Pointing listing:
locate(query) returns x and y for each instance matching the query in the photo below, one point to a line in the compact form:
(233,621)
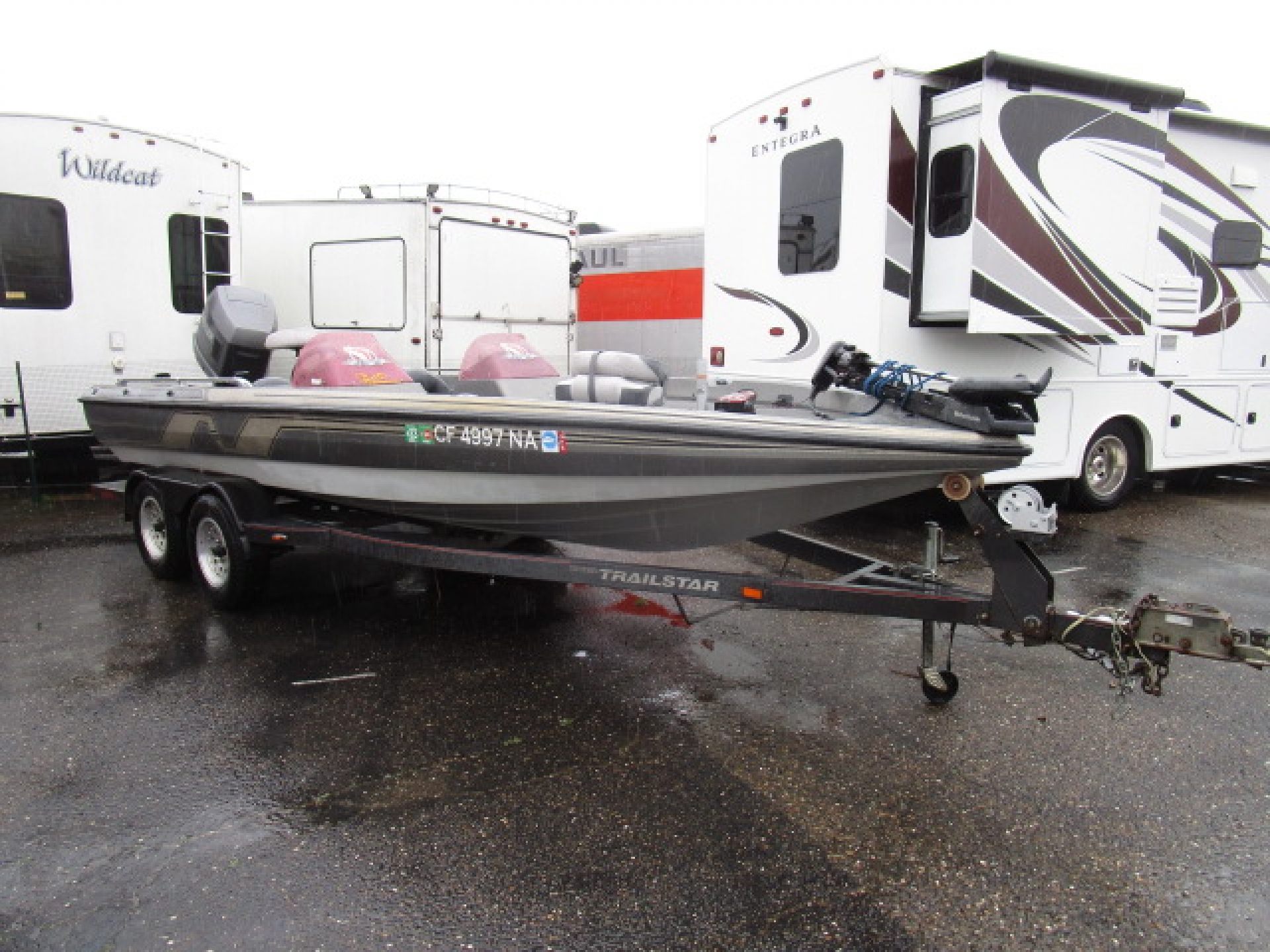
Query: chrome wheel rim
(153,528)
(212,554)
(1107,467)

TASK DESCRIPTION:
Revise the listing by replacing "photo" with "image" and leaving everything else unchanged. Do not include the pictures in your answer.

ANSWER FOR THE TASK:
locate(query) returns x and y for each instance matching the query in the image below, one point to a line in the compact form:
(233,621)
Query: chrome wheel rim
(153,528)
(212,554)
(1107,467)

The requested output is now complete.